*Consignes*
**A)** Modifiez l'extrait sur le nom de famille en le recopiant à partir de « L’évolution démographique et » et jusqu'à « noms (3e alinéa). », avec « future épouse » à la place de « fiancée ».
**B)** Poursuivez l'extrait sur le nom de famille en Suisse au-delà de sa dernière phrase.

*Extrait du document*
-------
Situation actuelle : un système qui a fait ses preuves

L’évolution démographique et culturelle de notre civilisation a fait que, depuis environ deux millénaires mais avec une interruption importante au Moyen Age, les individus appartenant à une même famille ou à un même clan portent le même nom. Deux aspects sont toutefois à distinguer, celui de l’alliance et celui de la filiation. Pour le premier, la législation suisse actuelle (Art. 160 CC) stipule que le nom de famille des époux est le nom du mari (premier alinéa) ; la fiancée peut toutefois déclarer à l’officier d’état civil vouloir  conserver le nom qu’elle portait jusqu’alors, suivi du nom de famille (2e alinéa) ; lorsqu’elle porte déjà un double nom, elle ne peut faire précéder le nom de famille que du premier de ces deux noms (3e alinéa).

Le second aspect, celui de la filiation, suscite encore plus la controverse… La loi stipule en effet (Art. 270 CC) : L’enfant de conjoints porte leur nom de famille (1er alinéa), soit celui du mari ; l’enfant dont la mère n’est pas mariée avec le père acquiert le nom de la mère ou, lorsque celle-ci porte un double nom à la suite d’un mariage conclu antérieurement, le premier de ces deux noms (2e alinéa). Dura lex sed lex.

Cela a l’avantage d’être clair mais ne reflète, je le concède, pas forcément une conception idéale de l’égalité des sexes. Certains ont imaginé un système qui autoriserait le libre choix du nom de famille, la femme et le mari pouvant garder chacun le sien ou choisir en commun un des deux patronymes. La même liberté serait offerte pour le choix du nom transmis aux enfants ; la loi tranchant pour celui de la mère en cas de désaccord. A  première vue, ce n’est pas si compliqué ; essayez néanmoins, rien que pour la beauté de l’exercice, d’imaginer ce que cela pourrait donner trois ou quatre générations plus tard – la durée d’une vie – en étudiant pour chacune toutes les possibilités, dans le cadre du  mariage, hors mariage et pour une famille recomposée ! Même le généalogiste y perdrait son latin !
-------
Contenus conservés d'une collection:
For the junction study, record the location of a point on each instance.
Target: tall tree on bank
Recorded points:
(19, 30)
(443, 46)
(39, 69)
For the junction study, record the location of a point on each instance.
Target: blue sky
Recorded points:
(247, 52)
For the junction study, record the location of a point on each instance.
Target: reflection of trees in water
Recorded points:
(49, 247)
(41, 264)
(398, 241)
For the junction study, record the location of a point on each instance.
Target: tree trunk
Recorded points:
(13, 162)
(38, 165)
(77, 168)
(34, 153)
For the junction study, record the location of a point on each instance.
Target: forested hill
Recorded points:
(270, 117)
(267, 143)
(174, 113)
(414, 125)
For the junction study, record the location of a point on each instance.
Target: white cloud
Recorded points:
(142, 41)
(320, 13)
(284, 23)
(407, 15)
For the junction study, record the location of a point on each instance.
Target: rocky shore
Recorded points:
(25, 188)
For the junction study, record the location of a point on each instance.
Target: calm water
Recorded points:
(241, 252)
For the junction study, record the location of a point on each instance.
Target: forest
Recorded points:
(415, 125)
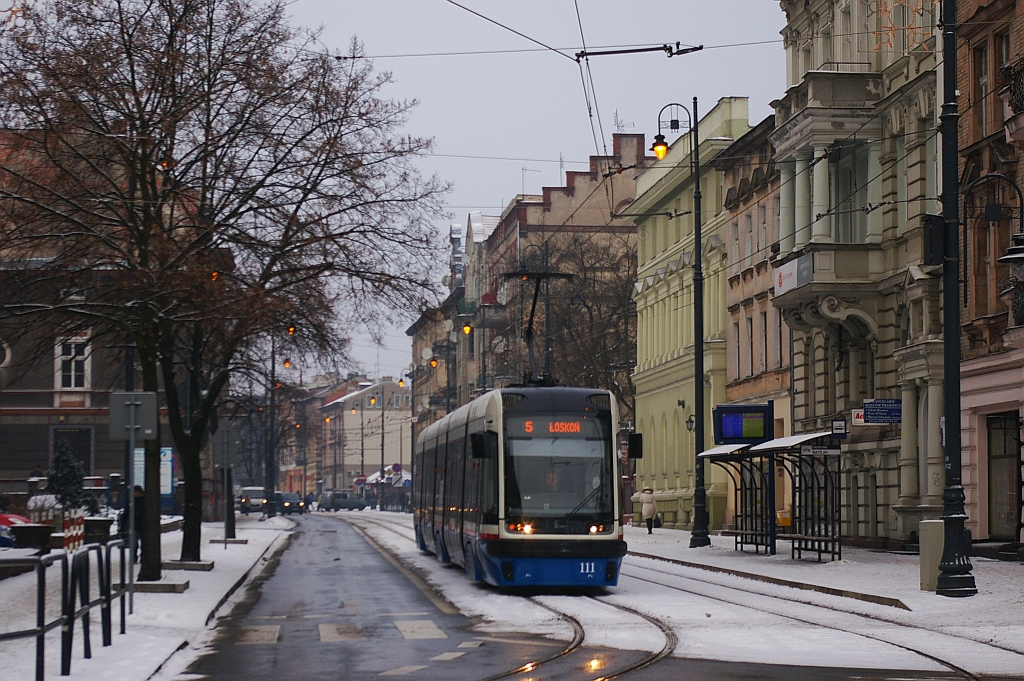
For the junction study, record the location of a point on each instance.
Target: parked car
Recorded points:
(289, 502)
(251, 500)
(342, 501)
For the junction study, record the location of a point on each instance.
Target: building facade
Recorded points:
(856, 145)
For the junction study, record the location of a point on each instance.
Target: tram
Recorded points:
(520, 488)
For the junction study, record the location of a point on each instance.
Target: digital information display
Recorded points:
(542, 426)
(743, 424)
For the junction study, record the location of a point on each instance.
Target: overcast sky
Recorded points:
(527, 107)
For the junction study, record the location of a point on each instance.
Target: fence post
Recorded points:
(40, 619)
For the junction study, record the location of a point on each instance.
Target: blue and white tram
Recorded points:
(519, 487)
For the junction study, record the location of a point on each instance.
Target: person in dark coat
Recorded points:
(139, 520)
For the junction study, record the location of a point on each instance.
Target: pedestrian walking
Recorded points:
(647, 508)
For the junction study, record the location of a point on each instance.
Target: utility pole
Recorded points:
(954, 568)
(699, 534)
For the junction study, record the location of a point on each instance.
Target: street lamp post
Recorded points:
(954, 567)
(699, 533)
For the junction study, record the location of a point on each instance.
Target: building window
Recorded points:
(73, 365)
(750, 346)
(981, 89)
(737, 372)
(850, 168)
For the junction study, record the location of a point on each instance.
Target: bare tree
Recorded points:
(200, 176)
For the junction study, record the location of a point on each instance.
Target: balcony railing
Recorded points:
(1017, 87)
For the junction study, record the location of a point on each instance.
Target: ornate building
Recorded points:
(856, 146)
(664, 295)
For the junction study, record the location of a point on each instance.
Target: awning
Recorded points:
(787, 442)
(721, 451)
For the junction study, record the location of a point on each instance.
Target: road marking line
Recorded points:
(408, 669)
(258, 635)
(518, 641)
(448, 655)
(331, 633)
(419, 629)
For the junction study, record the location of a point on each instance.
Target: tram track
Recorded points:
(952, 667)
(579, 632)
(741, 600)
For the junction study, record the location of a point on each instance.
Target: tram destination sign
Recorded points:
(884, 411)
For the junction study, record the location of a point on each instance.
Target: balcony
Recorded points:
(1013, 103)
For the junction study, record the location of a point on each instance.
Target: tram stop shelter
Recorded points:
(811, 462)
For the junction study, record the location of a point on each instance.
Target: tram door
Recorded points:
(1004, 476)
-------
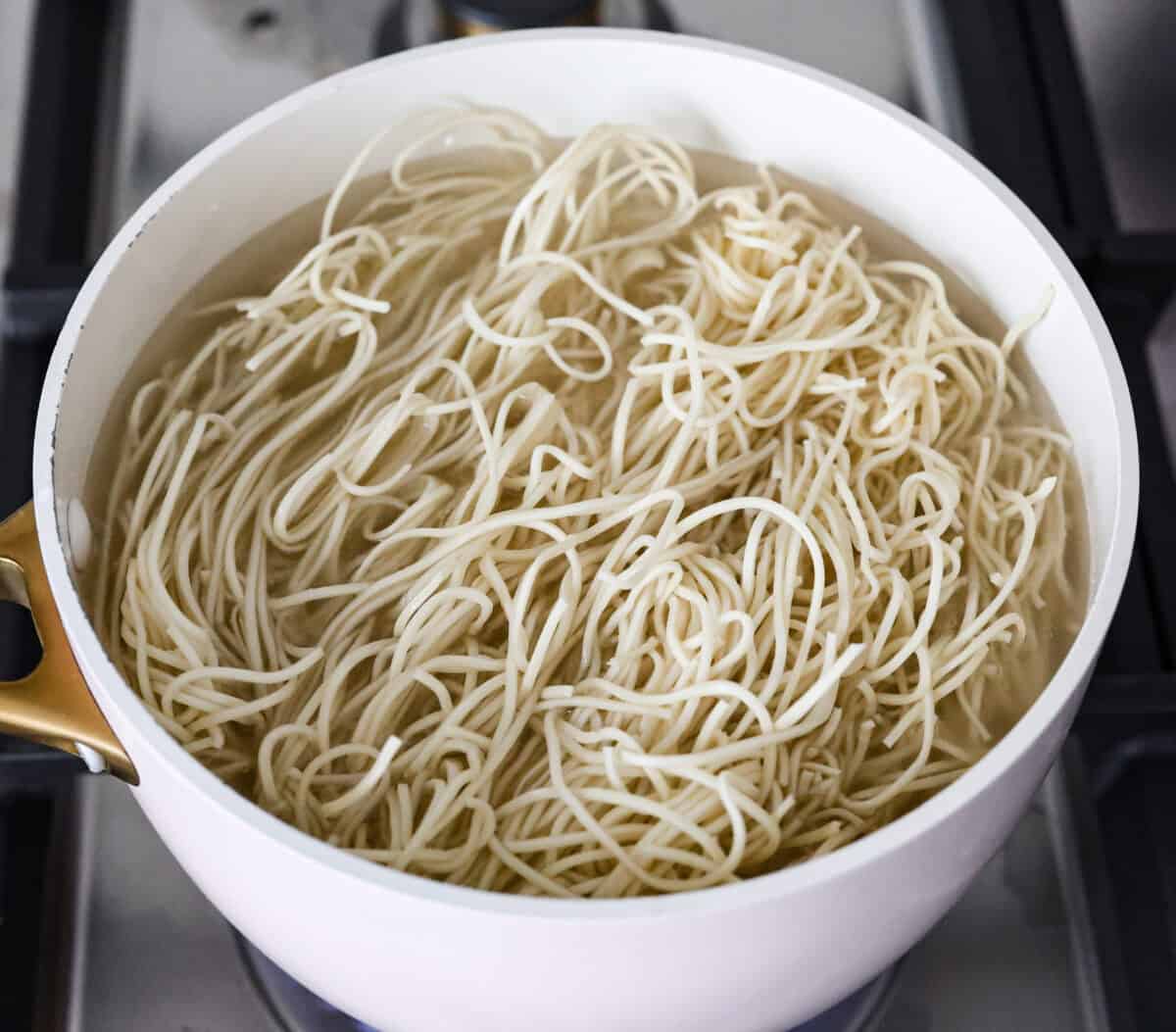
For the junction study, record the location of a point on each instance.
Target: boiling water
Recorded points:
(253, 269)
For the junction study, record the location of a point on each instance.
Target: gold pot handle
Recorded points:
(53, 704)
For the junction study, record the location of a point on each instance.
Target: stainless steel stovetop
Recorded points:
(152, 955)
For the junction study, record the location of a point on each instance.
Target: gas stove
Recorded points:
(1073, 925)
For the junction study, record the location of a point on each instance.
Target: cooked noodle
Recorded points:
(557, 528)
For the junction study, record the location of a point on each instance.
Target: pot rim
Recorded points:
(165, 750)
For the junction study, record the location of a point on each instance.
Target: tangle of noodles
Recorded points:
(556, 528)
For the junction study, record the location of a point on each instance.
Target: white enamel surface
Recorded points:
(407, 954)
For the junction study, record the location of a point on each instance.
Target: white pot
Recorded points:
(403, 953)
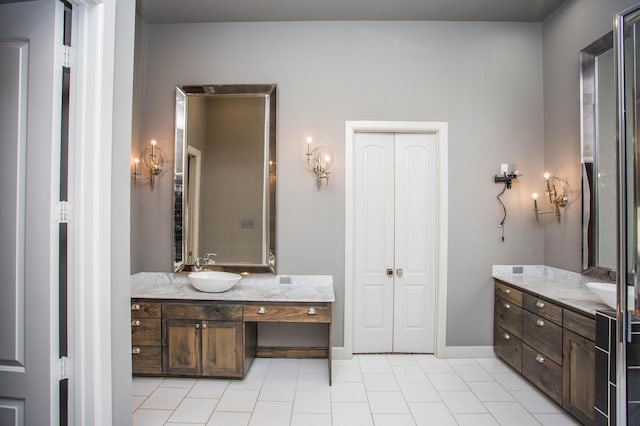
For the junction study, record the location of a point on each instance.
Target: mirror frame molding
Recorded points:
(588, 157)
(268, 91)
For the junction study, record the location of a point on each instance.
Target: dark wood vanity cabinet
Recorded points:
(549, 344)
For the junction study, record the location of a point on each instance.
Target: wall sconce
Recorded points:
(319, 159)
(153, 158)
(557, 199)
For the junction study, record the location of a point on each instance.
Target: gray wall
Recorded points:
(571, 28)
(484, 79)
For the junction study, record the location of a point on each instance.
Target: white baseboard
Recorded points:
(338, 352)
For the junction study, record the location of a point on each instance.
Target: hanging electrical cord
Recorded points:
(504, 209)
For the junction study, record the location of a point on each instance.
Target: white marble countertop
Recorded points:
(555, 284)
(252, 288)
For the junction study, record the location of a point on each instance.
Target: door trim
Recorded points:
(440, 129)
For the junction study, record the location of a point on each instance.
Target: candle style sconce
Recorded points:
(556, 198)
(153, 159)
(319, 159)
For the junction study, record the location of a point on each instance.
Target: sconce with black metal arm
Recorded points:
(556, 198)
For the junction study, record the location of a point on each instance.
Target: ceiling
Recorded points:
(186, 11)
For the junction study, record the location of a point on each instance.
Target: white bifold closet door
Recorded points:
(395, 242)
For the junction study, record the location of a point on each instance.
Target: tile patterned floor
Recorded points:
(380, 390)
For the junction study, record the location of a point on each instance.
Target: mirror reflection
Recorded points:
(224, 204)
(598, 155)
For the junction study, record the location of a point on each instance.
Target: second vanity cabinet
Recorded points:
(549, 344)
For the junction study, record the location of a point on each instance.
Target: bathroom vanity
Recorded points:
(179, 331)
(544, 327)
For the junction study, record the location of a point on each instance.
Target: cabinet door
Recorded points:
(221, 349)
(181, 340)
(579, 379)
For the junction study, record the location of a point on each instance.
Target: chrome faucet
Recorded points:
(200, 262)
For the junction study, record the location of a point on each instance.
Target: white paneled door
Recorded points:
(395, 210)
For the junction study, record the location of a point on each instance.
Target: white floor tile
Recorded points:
-------
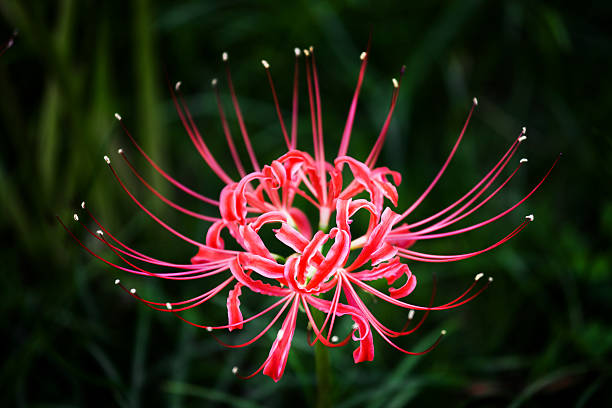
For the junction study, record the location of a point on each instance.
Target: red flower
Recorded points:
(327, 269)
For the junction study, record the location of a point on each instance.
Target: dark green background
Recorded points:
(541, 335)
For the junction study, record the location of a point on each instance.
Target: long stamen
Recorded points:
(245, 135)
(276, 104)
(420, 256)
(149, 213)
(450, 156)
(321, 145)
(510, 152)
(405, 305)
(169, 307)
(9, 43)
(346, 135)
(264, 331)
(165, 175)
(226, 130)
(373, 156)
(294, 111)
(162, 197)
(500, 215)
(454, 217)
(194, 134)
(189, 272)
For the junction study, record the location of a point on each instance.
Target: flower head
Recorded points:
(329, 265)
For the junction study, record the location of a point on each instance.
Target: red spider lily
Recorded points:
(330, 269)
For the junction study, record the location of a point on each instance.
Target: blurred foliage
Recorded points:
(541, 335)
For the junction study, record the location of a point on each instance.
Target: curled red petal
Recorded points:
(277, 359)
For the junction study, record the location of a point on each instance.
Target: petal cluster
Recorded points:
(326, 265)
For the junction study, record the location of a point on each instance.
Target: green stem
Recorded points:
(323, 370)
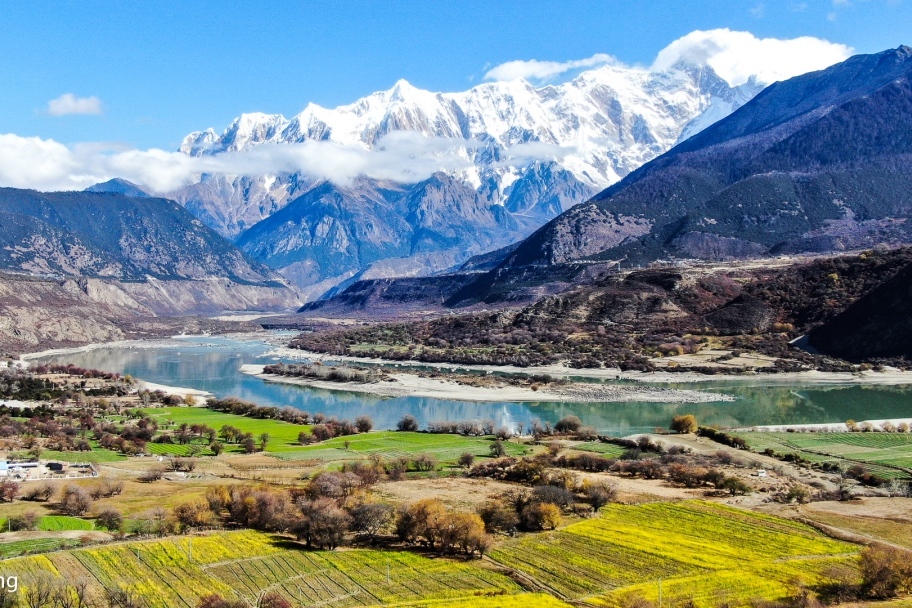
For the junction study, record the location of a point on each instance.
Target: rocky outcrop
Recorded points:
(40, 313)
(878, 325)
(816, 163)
-------
*Réponses par consigne*
**A)**
L’évolution démographique et culturelle de notre civilisation a fait que, depuis environ deux millénaires mais avec une interruption importante au Moyen Age, les individus appartenant à une même famille ou à un même clan portent le même nom. Deux aspects sont toutefois à distinguer, celui de l’alliance et celui de la filiation. Pour le premier, la législation suisse actuelle (Art. 160 CC) stipule que le nom de famille des époux est le nom du mari (premier alinéa) ; la future épouse peut toutefois déclarer à l’officier d’état civil vouloir  conserver le nom qu’elle portait jusqu’alors, suivi du nom de famille (2e alinéa) ; lorsqu’elle porte déjà un double nom, elle ne peut faire précéder le nom de famille que du premier de ces deux noms (3e alinéa).

**B)**
Patronyme ou matronyme : l’appartenance à une lignée

On parle de patronyme lorsque le nom de famille d’un individu est celui de son père et de matronyme lorsqu’il s’agit de celui de sa mère. Le choix du nom qui sera porté par les enfants existe donc déjà mais il faut y penser avant de se marier ! Pourquoi vouloir choisir l’un plutôt que l’autre ? Une certaine logique pourrait alors faire pencher pour le matronyme ; on est, en principe, toujours certain de la mère. Mais cela deviendrait un peu réducteur pour le père dont le rôle se limiterait alors à celui de simple reproducteur… Et que se passerait-t-il en cas de procréation assistée par le recours à un tiers, que soit par le don d’un ovocyte ou de celui de sperme ? L’égalité est une notion, un concept qu’il faut à chaque fois réinventer. Non, croyez-moi, le système actuel a fait ses preuves ; il reste d’actualité et prend en compte tous les cas particuliers. Le nom de famille est celui de la lignée, qu’elle soit paternelle ou maternelle. La lignée n’est pas forcément biologique mais est avant tout culturelle. Le matronyme rattache l’enfant à la lignée de la mère, alors que le  patronyme le rattache à celle du père, qu’il soit biologique, adoptif ou plus prosaïquement putatif. Le père devrait donc pouvoir transmettre son patronyme, et par là confirmer l’appartenance à sa lignée, à tout enfant reconnu par lui. La famille, l’un des piliers de notre
civilisation, repose sur ce principe simple qui ménage une certaine équité et permet à chacun, le cas échéant, de retrouver ses racines.